# Azione richiesta 1:
Nell'estratto sul Made in Italy, trasforma in un elenco puntato il paragrafo che comincia con «Credo che il Made in Italy», conservandone i fatti principali.
# Azione richiesta 2:
Prosegui l'estratto sul Made in Italy e il design a partire dall'ultima frase riportata.

# Estratto documento:
Credo che il Made in Italy sia un concetto unico e a sé. Non è riconducibile solo ad un’indicazione di provenienza geografica, ma ingloba un insieme di valori e significati profondi, uno stile ben riconoscibile ed una strategia produttiva basata sulla qualità delle materie prime e dei processi, oltre che sull’attenzione ai dettagli. Questo è ciò che ha portato la moda del nostro Paese a distinguersi con un tratto ed un codice stilistico ben preciso e molto forte e a qualificarsi come una delle prime eccellenze a livello globale. A New York, si può facilmente notare come l’interscambio di etnie e culture diverse influenzino la moda, rendendola eclettica, dinamica, talvolta estrosa e per questo sicuramente molto affascinante!
Hai lavorato a New York come Marketing & Communication Manager di una nota azienda del mobile e di design, pensi che il fashion e il design abbiano degli elementi in comune?
Il fashion e il design sono molto simili. Si basano entrambi sulla cura e il dettaglio, la ricerca, il materiale della più alta qualità e che dura nel tempo. Io ho avuto la fortuna di lavorare in un’azienda, Poliform, che è un’eccellenza mondiale e che ha contribuito ad affinare il gusto del bello, dell’eleganza.

Elementi di un dataset:
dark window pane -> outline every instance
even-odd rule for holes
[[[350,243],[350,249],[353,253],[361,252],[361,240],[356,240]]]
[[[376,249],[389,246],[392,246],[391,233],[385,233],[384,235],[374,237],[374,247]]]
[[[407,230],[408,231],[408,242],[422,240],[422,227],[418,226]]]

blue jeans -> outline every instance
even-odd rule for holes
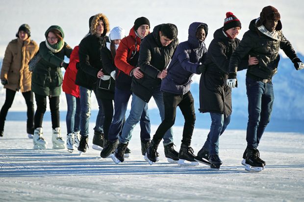
[[[92,90],[80,86],[80,133],[83,136],[89,135],[89,125],[90,123],[90,116],[91,116],[91,95]],[[102,133],[102,125],[104,115],[102,112],[101,102],[100,99],[96,98],[98,103],[99,111],[96,118],[96,123],[94,129],[95,131],[98,131]]]
[[[108,140],[113,142],[118,139],[121,135],[125,123],[127,104],[132,94],[131,90],[122,90],[115,88],[114,94],[114,114],[110,126],[108,135]],[[144,108],[140,121],[140,139],[141,140],[150,139],[150,119],[148,111],[148,105]]]
[[[68,111],[66,116],[67,134],[80,131],[80,98],[65,93],[68,105]]]
[[[275,99],[271,82],[267,83],[246,77],[246,89],[248,98],[248,123],[246,140],[251,149],[257,147],[270,121]]]
[[[165,119],[163,93],[160,90],[155,91],[153,93],[152,96],[159,110],[159,115],[162,121]],[[133,93],[130,115],[126,120],[123,127],[121,136],[119,139],[121,143],[126,143],[130,141],[132,137],[132,131],[139,121],[143,110],[146,107],[148,107],[148,103]],[[173,131],[172,127],[167,131],[163,139],[164,145],[167,145],[173,142]]]
[[[209,151],[209,155],[219,155],[219,142],[220,136],[225,131],[230,123],[230,115],[225,117],[225,115],[219,113],[210,113],[211,117],[211,126],[208,134],[207,140],[203,148]]]

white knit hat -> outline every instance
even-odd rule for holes
[[[124,28],[120,26],[116,26],[110,32],[110,39],[111,41],[116,39],[123,39],[126,35],[125,34],[125,31]]]

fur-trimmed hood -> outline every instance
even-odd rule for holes
[[[110,24],[109,23],[109,20],[108,18],[102,13],[99,13],[95,15],[92,22],[91,22],[91,27],[90,27],[90,32],[91,34],[94,35],[96,33],[96,28],[97,28],[97,24],[98,21],[102,20],[103,21],[103,23],[104,26],[104,30],[103,33],[101,34],[101,37],[105,36],[106,33],[110,31]]]

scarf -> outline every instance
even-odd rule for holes
[[[256,24],[256,22],[258,20],[259,20],[260,18],[258,18],[255,21],[255,24]],[[262,34],[266,35],[268,37],[270,37],[272,39],[274,39],[275,40],[279,41],[279,32],[277,30],[275,30],[273,32],[270,32],[268,31],[267,29],[264,26],[263,24],[262,24],[260,26],[258,26],[257,29],[261,32]]]
[[[63,40],[58,41],[57,43],[54,45],[51,45],[49,43],[48,40],[46,40],[46,45],[47,45],[47,47],[49,48],[51,51],[53,53],[57,53],[59,52],[62,48],[63,48],[63,46],[64,45],[64,42]]]

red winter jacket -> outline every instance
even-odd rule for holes
[[[76,64],[79,62],[78,51],[79,46],[74,47],[70,58],[70,63],[64,73],[64,77],[62,82],[62,90],[67,94],[70,94],[77,98],[80,96],[79,86],[75,84],[77,68]]]
[[[115,87],[122,90],[130,90],[131,71],[135,68],[138,60],[141,39],[137,36],[134,26],[130,29],[129,35],[123,38],[116,50],[114,63],[117,67]]]

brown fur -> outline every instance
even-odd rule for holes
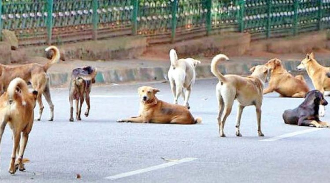
[[[200,118],[194,119],[187,108],[158,100],[155,96],[158,89],[145,86],[138,91],[141,99],[139,115],[118,119],[117,122],[188,124],[202,122]]]
[[[40,108],[40,120],[41,117],[44,106],[41,100],[41,95],[43,94],[49,105],[50,110],[50,121],[54,118],[54,105],[50,98],[49,78],[47,71],[52,65],[57,63],[60,58],[60,53],[57,48],[50,46],[46,49],[47,51],[52,50],[55,53],[54,56],[48,62],[44,65],[38,64],[28,64],[15,66],[7,66],[0,64],[0,90],[1,93],[7,90],[9,82],[16,77],[20,77],[27,82],[31,82],[34,89],[38,91],[38,101]]]
[[[76,100],[76,118],[77,120],[81,120],[80,114],[81,114],[82,106],[85,98],[87,109],[85,112],[85,115],[88,117],[89,114],[90,109],[89,93],[92,87],[92,83],[95,82],[95,77],[97,72],[96,68],[90,67],[92,68],[93,71],[87,75],[82,74],[81,73],[75,74],[73,71],[69,89],[69,101],[70,102],[70,119],[69,120],[70,121],[73,121],[74,100]],[[83,69],[77,68],[74,70],[79,70],[80,69]],[[80,105],[79,104],[80,101]]]
[[[242,136],[240,126],[243,110],[246,106],[254,105],[255,106],[257,114],[258,134],[259,136],[264,136],[261,128],[261,107],[264,82],[266,80],[269,69],[265,66],[257,66],[251,69],[250,70],[252,73],[247,77],[234,74],[224,75],[218,69],[217,64],[220,61],[228,60],[226,55],[219,54],[213,58],[211,63],[211,71],[219,79],[215,91],[219,106],[217,119],[220,136],[226,136],[223,130],[225,123],[231,112],[235,100],[239,103],[236,118],[236,135]]]
[[[327,75],[330,71],[330,68],[319,65],[314,59],[313,53],[306,55],[297,69],[306,69],[315,89],[322,94],[324,94],[324,91],[330,91],[330,78]]]
[[[0,97],[0,142],[7,123],[13,133],[14,145],[9,170],[10,173],[15,173],[19,167],[20,171],[25,170],[23,157],[33,123],[33,110],[37,94],[36,91],[29,93],[25,81],[16,78],[10,83],[8,91]]]
[[[309,91],[307,83],[301,75],[294,77],[288,72],[279,59],[273,59],[265,64],[270,69],[270,80],[264,94],[276,91],[281,96],[304,97]]]

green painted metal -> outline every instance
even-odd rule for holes
[[[47,43],[51,44],[51,32],[52,28],[52,14],[53,13],[53,0],[47,1]]]
[[[177,35],[217,32],[213,30],[248,32],[262,38],[330,28],[330,0],[0,0],[0,31],[2,28],[14,31],[23,44],[136,34],[174,41]]]

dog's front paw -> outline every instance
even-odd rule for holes
[[[118,119],[117,120],[117,122],[118,123],[122,123],[123,122],[125,122],[126,121],[125,119]]]

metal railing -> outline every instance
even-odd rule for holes
[[[330,27],[330,0],[1,0],[0,6],[0,29],[14,31],[21,45],[130,35],[168,42],[219,31],[257,39]]]

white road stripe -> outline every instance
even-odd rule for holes
[[[324,129],[324,128],[312,128],[309,129],[304,130],[303,130],[295,131],[292,133],[287,133],[286,134],[280,135],[279,136],[277,136],[276,137],[272,137],[271,138],[261,140],[259,141],[262,141],[263,142],[273,142],[273,141],[276,141],[278,140],[284,138],[293,137],[293,136],[295,136],[296,135],[301,135],[302,134],[304,134],[304,133],[310,133],[311,132],[323,130],[323,129]]]
[[[117,174],[117,175],[112,175],[111,176],[105,177],[104,178],[113,180],[120,179],[120,178],[128,177],[129,176],[131,176],[132,175],[134,175],[137,174],[139,174],[140,173],[145,173],[146,172],[148,172],[158,169],[160,169],[161,168],[166,168],[167,167],[168,167],[169,166],[173,166],[174,165],[175,165],[182,163],[193,161],[197,159],[197,158],[183,158],[178,160],[178,161],[161,164],[158,165],[156,165],[155,166],[153,166],[148,168],[143,168],[142,169],[137,170],[134,170],[132,171],[129,171],[128,172],[123,173],[122,173]]]
[[[161,97],[162,95],[157,95],[157,97]],[[90,97],[94,97],[95,98],[122,98],[125,97],[136,97],[139,98],[139,95],[90,95],[89,96]]]

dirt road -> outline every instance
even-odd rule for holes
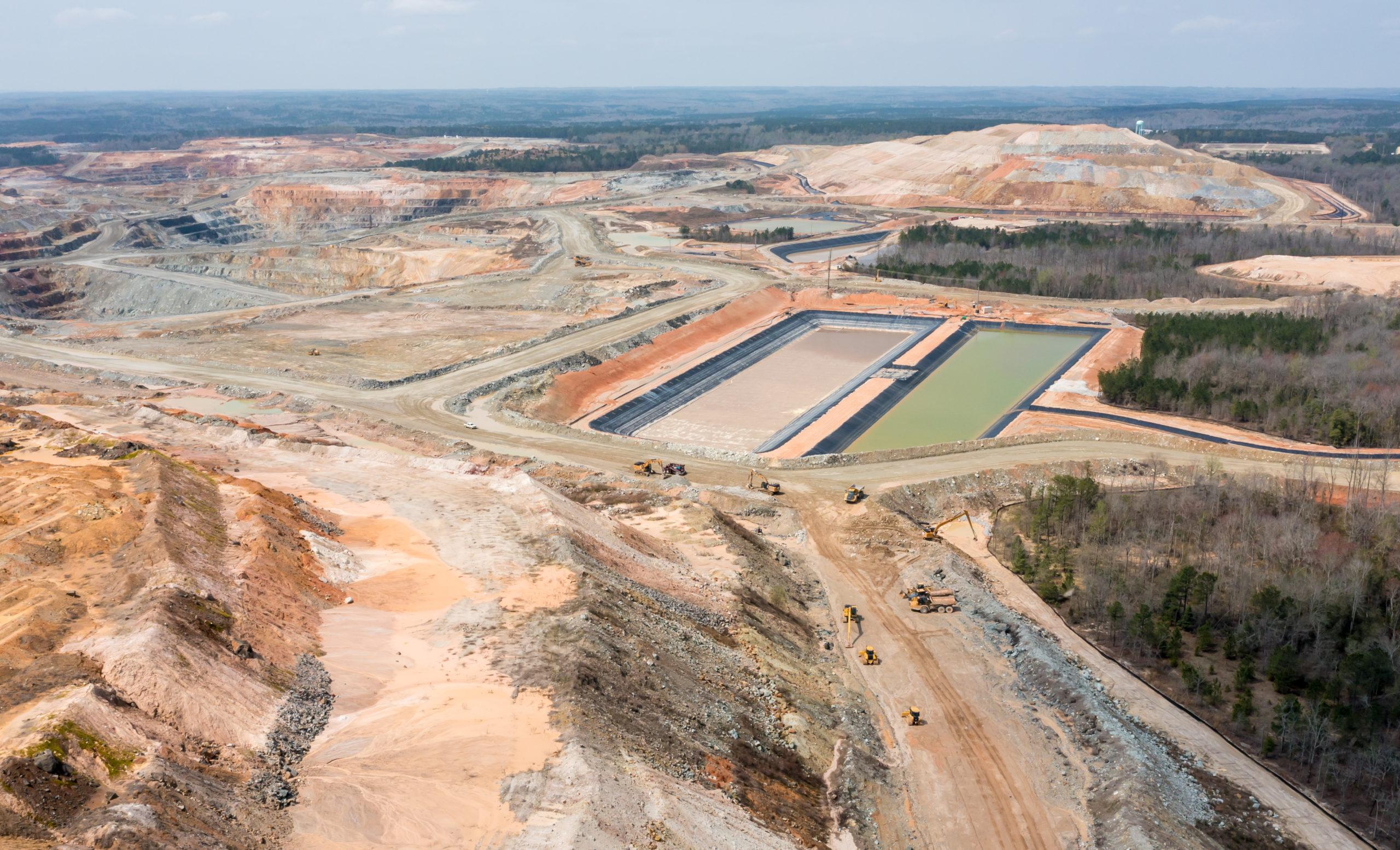
[[[802,511],[816,555],[809,563],[827,585],[833,618],[840,619],[847,604],[861,615],[855,648],[846,654],[867,644],[881,654],[879,665],[858,669],[904,756],[921,846],[1049,850],[1088,839],[1086,826],[1050,800],[1043,742],[1032,742],[988,689],[991,676],[983,668],[991,661],[967,653],[952,618],[909,613],[897,595],[896,566],[847,557],[830,500],[809,497],[794,506]],[[910,706],[923,710],[927,725],[907,725],[900,711]]]
[[[1277,811],[1288,828],[1303,842],[1317,849],[1362,849],[1368,846],[1320,812],[1317,807],[1303,800],[1282,780],[1231,746],[1215,730],[1162,699],[1145,683],[1099,654],[1086,640],[1070,629],[1036,595],[1030,585],[1001,566],[1001,562],[987,550],[986,535],[979,535],[973,541],[969,528],[956,527],[951,532],[944,532],[944,538],[983,569],[997,585],[997,597],[1007,606],[1019,611],[1037,626],[1054,634],[1067,653],[1078,655],[1089,665],[1114,697],[1127,702],[1130,711],[1154,728],[1170,735],[1211,770],[1249,788],[1264,807]]]

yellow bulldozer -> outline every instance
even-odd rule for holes
[[[672,475],[686,475],[685,464],[662,464],[661,458],[651,458],[650,461],[637,461],[631,465],[631,471],[637,475],[659,475],[662,478],[671,478]]]
[[[757,480],[757,483],[755,483]],[[783,496],[783,485],[777,482],[770,482],[769,476],[763,475],[757,469],[749,469],[749,489],[763,490],[769,496]]]
[[[916,584],[911,588],[906,588],[900,597],[909,599],[909,609],[918,613],[928,613],[930,611],[949,613],[958,608],[958,598],[953,597],[951,590],[945,588]]]
[[[967,528],[972,529],[972,539],[976,541],[977,539],[977,527],[972,524],[972,515],[967,511],[962,511],[959,514],[953,514],[952,517],[944,520],[942,522],[935,522],[932,525],[925,525],[924,527],[924,539],[925,541],[941,541],[942,538],[938,536],[938,529],[942,528],[944,525],[948,525],[949,522],[956,522],[958,520],[966,520],[967,521]]]

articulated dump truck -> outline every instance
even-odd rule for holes
[[[958,599],[953,592],[946,588],[934,588],[923,584],[916,584],[907,588],[900,597],[909,599],[909,609],[917,611],[918,613],[952,613],[958,611]]]

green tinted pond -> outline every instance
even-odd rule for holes
[[[1084,342],[1077,333],[979,330],[846,451],[976,440]]]

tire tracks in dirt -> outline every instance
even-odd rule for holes
[[[1032,777],[1014,763],[1014,755],[1005,752],[1004,744],[1009,741],[994,739],[987,728],[987,718],[945,675],[921,633],[897,613],[892,613],[895,609],[885,599],[892,590],[890,577],[875,577],[846,557],[839,539],[841,524],[823,515],[818,500],[802,500],[801,506],[792,507],[799,507],[806,520],[811,545],[825,562],[818,569],[826,573],[823,578],[833,591],[830,598],[836,611],[840,611],[840,605],[857,605],[862,618],[861,640],[865,640],[868,630],[872,641],[879,640],[876,636],[892,641],[882,660],[882,667],[895,668],[890,675],[862,675],[865,685],[875,692],[876,702],[885,707],[885,721],[892,730],[897,725],[888,716],[888,706],[897,704],[896,695],[892,693],[896,686],[889,679],[900,672],[913,674],[916,689],[924,690],[928,697],[918,696],[925,717],[931,716],[931,723],[923,727],[930,734],[903,744],[903,767],[918,786],[934,786],[935,779],[953,780],[951,788],[942,791],[951,791],[960,805],[959,811],[946,812],[920,812],[916,805],[916,829],[921,833],[924,846],[986,850],[1063,847],[1064,837],[1057,833],[1054,818],[1046,811]],[[893,581],[897,581],[897,573]],[[930,707],[934,711],[928,711]],[[938,716],[942,717],[942,725],[937,724]],[[959,829],[939,829],[944,823],[956,823]]]

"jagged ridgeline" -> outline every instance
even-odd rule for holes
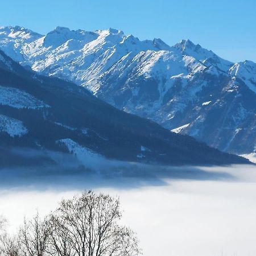
[[[50,153],[43,154],[46,151],[93,162],[248,163],[121,111],[84,87],[28,71],[2,52],[0,130],[1,167],[55,164]]]
[[[183,40],[140,41],[114,29],[58,27],[46,35],[0,29],[0,48],[22,65],[72,81],[128,113],[237,154],[255,151],[256,64],[233,63]]]

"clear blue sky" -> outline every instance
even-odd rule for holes
[[[233,61],[256,62],[255,0],[3,0],[0,26],[120,29],[170,45],[189,38]]]

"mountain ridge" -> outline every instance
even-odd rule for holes
[[[85,86],[115,107],[170,130],[188,124],[179,133],[221,150],[256,150],[253,61],[224,60],[189,40],[170,47],[113,28],[58,27],[32,42],[9,35],[0,29],[0,48],[28,68]]]

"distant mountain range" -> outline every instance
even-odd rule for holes
[[[1,51],[0,139],[1,168],[58,164],[74,155],[86,167],[106,159],[249,163],[121,111],[83,87],[27,71]]]
[[[170,47],[112,28],[58,27],[44,36],[2,27],[0,49],[27,69],[84,86],[175,133],[231,153],[256,150],[252,61],[233,63],[189,40]]]

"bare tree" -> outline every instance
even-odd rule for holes
[[[50,218],[49,252],[58,256],[131,256],[139,254],[130,229],[118,224],[117,199],[89,191],[63,200]],[[31,255],[32,256],[32,255]]]
[[[24,219],[19,237],[21,250],[26,256],[45,256],[51,229],[48,220],[41,220],[38,213],[31,220]]]
[[[22,256],[20,243],[18,237],[10,237],[5,233],[0,238],[0,255],[4,256]]]

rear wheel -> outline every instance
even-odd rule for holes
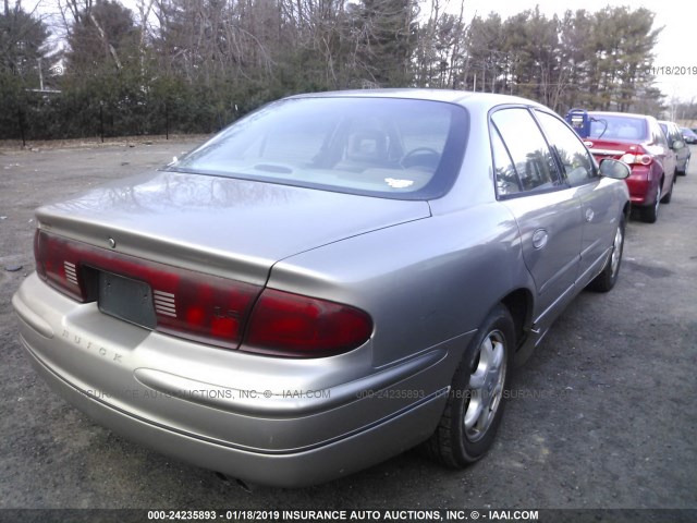
[[[491,447],[503,415],[514,332],[511,314],[498,305],[455,370],[438,428],[425,443],[432,459],[461,469],[479,460]]]
[[[641,221],[647,223],[656,223],[658,220],[658,208],[661,205],[661,185],[659,183],[656,190],[656,203],[648,207],[641,207]]]
[[[596,292],[608,292],[617,281],[620,265],[622,265],[622,252],[624,251],[624,215],[620,218],[617,230],[614,233],[612,251],[606,262],[602,271],[588,284],[588,289]]]

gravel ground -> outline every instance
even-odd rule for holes
[[[616,288],[582,293],[557,321],[466,471],[411,451],[327,485],[248,490],[93,424],[17,340],[10,299],[34,270],[33,209],[194,145],[0,150],[0,508],[697,509],[695,167],[658,223],[629,222]]]

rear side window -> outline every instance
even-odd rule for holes
[[[493,153],[493,166],[497,177],[497,194],[506,196],[521,192],[521,181],[515,171],[513,160],[503,145],[501,135],[496,125],[491,125],[491,151]]]
[[[644,118],[591,113],[589,138],[645,142],[651,133]],[[660,134],[662,131],[656,125]]]
[[[590,155],[576,133],[561,120],[542,111],[535,111],[552,148],[557,151],[564,174],[571,185],[580,185],[597,179]]]
[[[552,154],[527,109],[502,109],[491,115],[491,121],[511,155],[522,191],[545,191],[561,185]],[[497,165],[497,172],[502,167]]]

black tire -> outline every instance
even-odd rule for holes
[[[499,304],[485,319],[455,370],[438,428],[424,443],[431,459],[462,469],[486,454],[503,416],[514,352],[513,319],[508,308]],[[478,415],[477,405],[481,405]],[[466,415],[469,427],[465,426]]]
[[[617,282],[620,276],[620,266],[622,265],[622,253],[624,252],[624,232],[625,220],[624,215],[620,218],[617,223],[617,230],[614,233],[614,241],[612,242],[612,250],[608,255],[602,271],[596,276],[596,278],[588,283],[588,289],[596,292],[608,292]]]
[[[658,188],[656,191],[656,202],[653,205],[649,205],[647,207],[641,207],[641,221],[647,223],[656,223],[658,220],[658,208],[661,204],[661,184],[659,183]]]

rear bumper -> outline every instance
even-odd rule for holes
[[[205,348],[105,316],[35,275],[13,305],[37,372],[98,423],[182,461],[281,487],[342,477],[427,439],[472,336],[374,369],[370,342],[306,361]]]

# Area risposta 1:
- Il Made in Italy è un concetto unico e non si riduce a un'indicazione di provenienza geografica.
- Comprende valori e significati profondi e uno stile ben riconoscibile.
- Si fonda su una strategia produttiva basata sulla qualità delle materie prime e dei processi e sull'attenzione ai dettagli.
- Per questo la moda italiana si distingue con un codice stilistico preciso e forte e si qualifica tra le prime eccellenze a livello globale.
- A New York l'interscambio di etnie e culture diverse influenza la moda, che risulta eclettica, dinamica, talvolta estrosa e molto affascinante.

# Area risposta 2:
Fashion e design sono parte dello stesso mondo, che si influenzano a vicenda e si rincorrono, sono i colori di una vita che sarebbe altrimenti in bianco e nero: ti vesti bene per sentirti bene. In casa collezioni oggetti di design per lo stesso motivo. E sono entrambi sinonimo di esplorazione: forse sono quello che ci rende pionieri in un mondo di cose già viste e scoperte.
Da dove prendi l’ispirazione dei tuoi modelli?
Dagli anni Ottanta, reinterpretandoli in chiave contemporanea. Un’epoca che porto nel cuore e che mi affascina tantissimo per la stravaganza che ne contraddistingue lo stile, i colori forti, vivaci e le forme ed i volumi geometrici che accompagnano l’ascesa di un nuovo concetto di donna, che lotta per la sua indipendenza ed affermazione.
A quale tipo di donna è dedicata la tua collezione?
A tutte le donne sicure di sé, che non hanno paura di osare, ma senza mai rinunciare all’eleganza. Ad una donna effervescente e dinamica, cosmopolita, che ama viaggiare e che vive ed ama il fermento delle capitali metropolitane, un po’ come ho fatto io.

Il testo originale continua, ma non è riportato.